# REQUIREMENT:
Return, word for word, the lines of the entries below, starting at the line that contains "the wooden dock" and ending at the last line of the entries.

Raw entries:
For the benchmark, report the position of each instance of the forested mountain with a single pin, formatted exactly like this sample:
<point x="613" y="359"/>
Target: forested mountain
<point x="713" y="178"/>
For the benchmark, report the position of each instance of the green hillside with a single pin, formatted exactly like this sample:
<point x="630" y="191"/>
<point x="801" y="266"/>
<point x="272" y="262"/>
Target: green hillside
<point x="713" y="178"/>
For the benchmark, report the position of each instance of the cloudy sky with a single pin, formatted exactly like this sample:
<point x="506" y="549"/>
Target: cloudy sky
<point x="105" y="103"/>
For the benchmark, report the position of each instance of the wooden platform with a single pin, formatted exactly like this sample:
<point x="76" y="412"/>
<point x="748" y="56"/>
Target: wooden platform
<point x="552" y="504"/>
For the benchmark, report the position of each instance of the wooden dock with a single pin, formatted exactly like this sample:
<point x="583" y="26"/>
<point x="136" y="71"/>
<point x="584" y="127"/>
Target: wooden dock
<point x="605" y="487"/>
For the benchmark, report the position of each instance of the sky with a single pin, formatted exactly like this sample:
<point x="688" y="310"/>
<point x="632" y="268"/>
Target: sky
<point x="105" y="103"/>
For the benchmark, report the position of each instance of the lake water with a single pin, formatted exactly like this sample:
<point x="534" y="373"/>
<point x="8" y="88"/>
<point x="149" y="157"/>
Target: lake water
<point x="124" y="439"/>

# EXERCISE ANSWER:
For the benchmark, report the position of each instance of the wooden dock with a single pin, formatted exactly like this sample:
<point x="583" y="26"/>
<point x="136" y="71"/>
<point x="584" y="127"/>
Target: wooden dock
<point x="605" y="487"/>
For the benchmark, report the position of each instance of the sky with a single pin, formatted exactly like this sample:
<point x="688" y="310"/>
<point x="632" y="268"/>
Target: sky
<point x="105" y="103"/>
For the benchmark, report the position of each instance of the lake water with a single pin, formatted exactly like this sample:
<point x="534" y="373"/>
<point x="8" y="88"/>
<point x="149" y="157"/>
Target: lake water
<point x="124" y="439"/>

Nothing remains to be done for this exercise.